(SOURCE DOCUMENT)
The days are getting longer and the weather is heating up, and that can only mean one thing, ladies. Well it actually means a lot of things but none of them are quite so eyeroll-inducing as Baby Shower Season. Yep, it's right around the corner! And yes, these gatherings usually suck and yes, we all still show up. Because we love each other and every soon-to-be-parent should be celebrated.

So if you have the honor of hosting one of these things, and you don't want to make everyone uncomfortable and bored, here is My (Fairly) Comprehensive List of Baby Shower Do's and Don'ts!

1. DON'T play the game where you measure the pregnant belly. Just don't do it, okay? No game in the history of games has led to more awkward silences and nervous laughter.

Do: Ask the guest of honor if they have any specific games they'd like to play at their shower, or if they would prefer to not have games at all. Their answer just might make your hosting duties a lot easier!

2. DON'T put on any games that require extra work or shopping trips for guests. I already have to find time to shop for a gift, get ready, find childcare or get the kids ready and loaded up and buckled in. All of this on a Sunday! Please do not make me find and print out baby photos of myself or go buy packs of diapers in addition to the gift. Ugh.

DO plan some kind of entertainment if you aren't doing games, especially if many of the guests don't know each other. If the mom-to-be is artsy, maybe do a non-cheesy craft station (not onesie decorating, please. The paint peels off in one wash and they usually look like crap even before that.)

If she is more of a laid-back type, I recently learned that Sperm Cornball is a thing, and it looks like the kind of game modern gals can get down with. So there's a thought, ya know?

Get one or two non cringe-inducing games going, slap on a playlist of Mom's favorite tunes, and you got yourself a party.

3. DON'T make me guess baby food flavors. Cuz that means I have to eat baby food, and that stuff is slimy and bland.

Has anyone ever enjoyed this game? Why do people keep doing it?!

DO play the baby animal guessing game. Cuz it's kind of cute and it takes like 3 minutes. But again, ASK! (Your guest of honor might hate baby animals with a passion and totally love puréed green beans or something?)

4. DON'T make walnut brownies and wrap them up in newborn diapers to give as favors. You might be thinking, "hmm, that's oddly specific.", and that's because I actually did this at my poor sister in law's shower, six years ago. I thought it was kinda cheeky and clever, and everyone else thought it was super gross and most likely toxic.

DO stick to consumables like chocolates or cute little soaps when it comes to favors. Nothing baby themed and nothing with names and dates on it. It just becomes clutter or trash.

Alternatively, you can just skip the favors altogether. Your guests are there to visit and support the parent/s-to-be, not get low budget swag.

5. DON'T serve alcohol without mom-to-be's enthusiastic approval. If you ask and you get a "well I guess so...", then simply skip it. There are plenty of other times to show off your bartending skills.

DO serve alcohol if your guest of honor is like, "Ya totally!" Get that enthusiastic nod of approval and party hardy, y'all.

(EXTRACTED ENTRIES)
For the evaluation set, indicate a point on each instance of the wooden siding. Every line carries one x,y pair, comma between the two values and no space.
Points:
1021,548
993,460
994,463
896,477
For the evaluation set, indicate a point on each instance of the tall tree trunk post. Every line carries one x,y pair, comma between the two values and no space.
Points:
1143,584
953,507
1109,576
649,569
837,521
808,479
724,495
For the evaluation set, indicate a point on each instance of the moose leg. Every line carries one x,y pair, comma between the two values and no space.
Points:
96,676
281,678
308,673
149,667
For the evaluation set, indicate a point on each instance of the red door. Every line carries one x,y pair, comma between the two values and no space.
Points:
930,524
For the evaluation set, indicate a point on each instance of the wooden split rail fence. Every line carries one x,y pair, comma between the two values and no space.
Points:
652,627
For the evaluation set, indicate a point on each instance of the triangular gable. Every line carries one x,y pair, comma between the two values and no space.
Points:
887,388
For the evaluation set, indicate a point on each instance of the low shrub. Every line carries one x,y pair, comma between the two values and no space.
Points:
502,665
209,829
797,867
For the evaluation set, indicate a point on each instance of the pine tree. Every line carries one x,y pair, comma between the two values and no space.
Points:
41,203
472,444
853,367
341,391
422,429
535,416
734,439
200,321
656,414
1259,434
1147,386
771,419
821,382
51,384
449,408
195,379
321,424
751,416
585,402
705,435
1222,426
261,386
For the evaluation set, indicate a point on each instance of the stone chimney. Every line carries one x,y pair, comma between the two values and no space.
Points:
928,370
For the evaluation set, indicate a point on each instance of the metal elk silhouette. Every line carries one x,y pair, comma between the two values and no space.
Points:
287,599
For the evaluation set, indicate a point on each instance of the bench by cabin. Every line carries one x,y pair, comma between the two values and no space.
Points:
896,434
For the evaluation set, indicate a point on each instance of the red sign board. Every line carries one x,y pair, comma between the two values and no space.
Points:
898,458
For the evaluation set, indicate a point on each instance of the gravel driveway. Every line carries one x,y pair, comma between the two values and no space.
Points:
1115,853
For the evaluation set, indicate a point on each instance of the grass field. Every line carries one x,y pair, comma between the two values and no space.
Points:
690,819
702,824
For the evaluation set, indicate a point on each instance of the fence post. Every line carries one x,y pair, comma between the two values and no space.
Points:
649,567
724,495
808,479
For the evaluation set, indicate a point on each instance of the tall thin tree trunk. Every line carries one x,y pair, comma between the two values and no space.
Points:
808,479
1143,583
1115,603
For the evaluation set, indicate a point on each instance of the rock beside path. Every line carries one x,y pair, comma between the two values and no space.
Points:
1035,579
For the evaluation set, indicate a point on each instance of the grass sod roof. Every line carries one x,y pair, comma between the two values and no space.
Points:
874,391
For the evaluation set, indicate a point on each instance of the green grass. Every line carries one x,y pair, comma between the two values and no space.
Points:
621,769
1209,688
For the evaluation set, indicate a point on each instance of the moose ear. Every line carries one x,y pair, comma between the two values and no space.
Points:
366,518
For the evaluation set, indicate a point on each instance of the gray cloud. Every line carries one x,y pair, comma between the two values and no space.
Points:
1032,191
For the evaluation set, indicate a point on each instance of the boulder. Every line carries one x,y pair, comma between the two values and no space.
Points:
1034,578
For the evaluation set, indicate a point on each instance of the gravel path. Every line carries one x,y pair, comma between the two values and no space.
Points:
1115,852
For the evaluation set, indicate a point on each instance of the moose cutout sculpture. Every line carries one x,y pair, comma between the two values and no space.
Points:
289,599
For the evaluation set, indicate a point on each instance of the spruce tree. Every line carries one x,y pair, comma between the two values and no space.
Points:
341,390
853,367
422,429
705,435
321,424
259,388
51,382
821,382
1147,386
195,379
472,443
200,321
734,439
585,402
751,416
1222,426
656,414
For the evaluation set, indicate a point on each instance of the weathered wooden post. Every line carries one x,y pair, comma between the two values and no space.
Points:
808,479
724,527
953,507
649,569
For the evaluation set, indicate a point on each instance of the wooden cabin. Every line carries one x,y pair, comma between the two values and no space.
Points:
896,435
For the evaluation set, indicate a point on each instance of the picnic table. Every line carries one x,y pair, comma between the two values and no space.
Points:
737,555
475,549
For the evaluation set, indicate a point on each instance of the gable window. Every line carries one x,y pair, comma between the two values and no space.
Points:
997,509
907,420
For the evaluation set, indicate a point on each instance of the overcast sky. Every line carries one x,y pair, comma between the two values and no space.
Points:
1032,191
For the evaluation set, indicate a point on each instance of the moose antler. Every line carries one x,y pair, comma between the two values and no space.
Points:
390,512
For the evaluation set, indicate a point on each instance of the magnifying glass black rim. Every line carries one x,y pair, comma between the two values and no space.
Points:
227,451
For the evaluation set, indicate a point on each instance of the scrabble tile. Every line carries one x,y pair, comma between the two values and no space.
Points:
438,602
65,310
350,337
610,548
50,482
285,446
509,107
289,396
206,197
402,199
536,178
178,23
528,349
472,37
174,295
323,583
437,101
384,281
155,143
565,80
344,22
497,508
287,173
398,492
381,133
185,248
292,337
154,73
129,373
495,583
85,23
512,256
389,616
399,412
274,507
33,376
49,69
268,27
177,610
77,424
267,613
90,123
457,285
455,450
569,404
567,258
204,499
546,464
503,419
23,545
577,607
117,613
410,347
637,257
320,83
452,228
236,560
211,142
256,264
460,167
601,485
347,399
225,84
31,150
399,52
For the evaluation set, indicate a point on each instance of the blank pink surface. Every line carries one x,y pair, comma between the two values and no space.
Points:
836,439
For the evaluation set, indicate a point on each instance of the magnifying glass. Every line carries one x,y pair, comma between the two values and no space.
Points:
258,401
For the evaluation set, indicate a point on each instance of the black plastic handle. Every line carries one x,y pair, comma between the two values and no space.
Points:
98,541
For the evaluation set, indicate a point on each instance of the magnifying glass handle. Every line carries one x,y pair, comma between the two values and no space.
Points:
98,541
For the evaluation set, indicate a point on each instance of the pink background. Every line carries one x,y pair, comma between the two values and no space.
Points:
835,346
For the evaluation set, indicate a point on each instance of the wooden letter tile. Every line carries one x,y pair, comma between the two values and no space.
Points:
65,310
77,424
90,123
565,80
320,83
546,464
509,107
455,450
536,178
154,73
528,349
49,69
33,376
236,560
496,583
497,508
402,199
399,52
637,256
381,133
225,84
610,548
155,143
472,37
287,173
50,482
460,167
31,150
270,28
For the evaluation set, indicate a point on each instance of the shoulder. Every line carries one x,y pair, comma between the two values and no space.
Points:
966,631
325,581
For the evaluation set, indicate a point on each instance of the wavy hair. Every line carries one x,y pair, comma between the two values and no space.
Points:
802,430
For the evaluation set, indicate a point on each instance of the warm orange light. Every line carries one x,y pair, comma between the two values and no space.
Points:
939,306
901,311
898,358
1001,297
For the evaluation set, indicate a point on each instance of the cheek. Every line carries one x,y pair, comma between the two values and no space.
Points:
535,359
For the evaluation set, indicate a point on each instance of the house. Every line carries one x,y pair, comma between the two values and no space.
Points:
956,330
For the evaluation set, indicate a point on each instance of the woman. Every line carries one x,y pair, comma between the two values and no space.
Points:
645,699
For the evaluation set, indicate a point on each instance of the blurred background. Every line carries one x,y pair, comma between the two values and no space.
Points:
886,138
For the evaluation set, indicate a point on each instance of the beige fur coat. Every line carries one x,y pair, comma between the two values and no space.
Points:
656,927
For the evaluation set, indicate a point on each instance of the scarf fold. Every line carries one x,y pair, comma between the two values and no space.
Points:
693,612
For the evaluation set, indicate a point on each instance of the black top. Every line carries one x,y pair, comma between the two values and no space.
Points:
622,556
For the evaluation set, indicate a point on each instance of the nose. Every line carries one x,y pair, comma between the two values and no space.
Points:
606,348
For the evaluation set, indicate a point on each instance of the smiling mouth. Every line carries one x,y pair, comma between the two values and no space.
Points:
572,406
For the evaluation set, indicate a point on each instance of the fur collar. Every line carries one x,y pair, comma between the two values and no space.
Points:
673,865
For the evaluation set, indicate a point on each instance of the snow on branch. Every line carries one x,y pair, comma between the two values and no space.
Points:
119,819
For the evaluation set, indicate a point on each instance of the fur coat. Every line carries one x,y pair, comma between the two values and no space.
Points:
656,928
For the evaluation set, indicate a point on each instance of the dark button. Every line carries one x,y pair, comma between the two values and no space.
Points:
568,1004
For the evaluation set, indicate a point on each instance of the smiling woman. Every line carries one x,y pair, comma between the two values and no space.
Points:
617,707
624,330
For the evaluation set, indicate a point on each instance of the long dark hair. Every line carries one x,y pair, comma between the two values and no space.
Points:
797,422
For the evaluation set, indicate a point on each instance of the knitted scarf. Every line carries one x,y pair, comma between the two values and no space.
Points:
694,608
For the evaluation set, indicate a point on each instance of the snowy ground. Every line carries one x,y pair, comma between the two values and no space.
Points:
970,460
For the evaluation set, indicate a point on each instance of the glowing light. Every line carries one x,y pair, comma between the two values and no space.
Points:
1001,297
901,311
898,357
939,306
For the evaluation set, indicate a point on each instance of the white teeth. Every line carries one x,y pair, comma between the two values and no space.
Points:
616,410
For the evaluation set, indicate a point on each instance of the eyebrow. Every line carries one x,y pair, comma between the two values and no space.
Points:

(WHAT IS EXPECTED)
Copy the baby shower list word for word from "So if you have" to "and nervous laughter.". Work from the baby shower list alone.

(EXERCISE RESULT)
So if you have the honor of hosting one of these things, and you don't want to make everyone uncomfortable and bored, here is My (Fairly) Comprehensive List of Baby Shower Do's and Don'ts!

1. DON'T play the game where you measure the pregnant belly. Just don't do it, okay? No game in the history of games has led to more awkward silences and nervous laughter.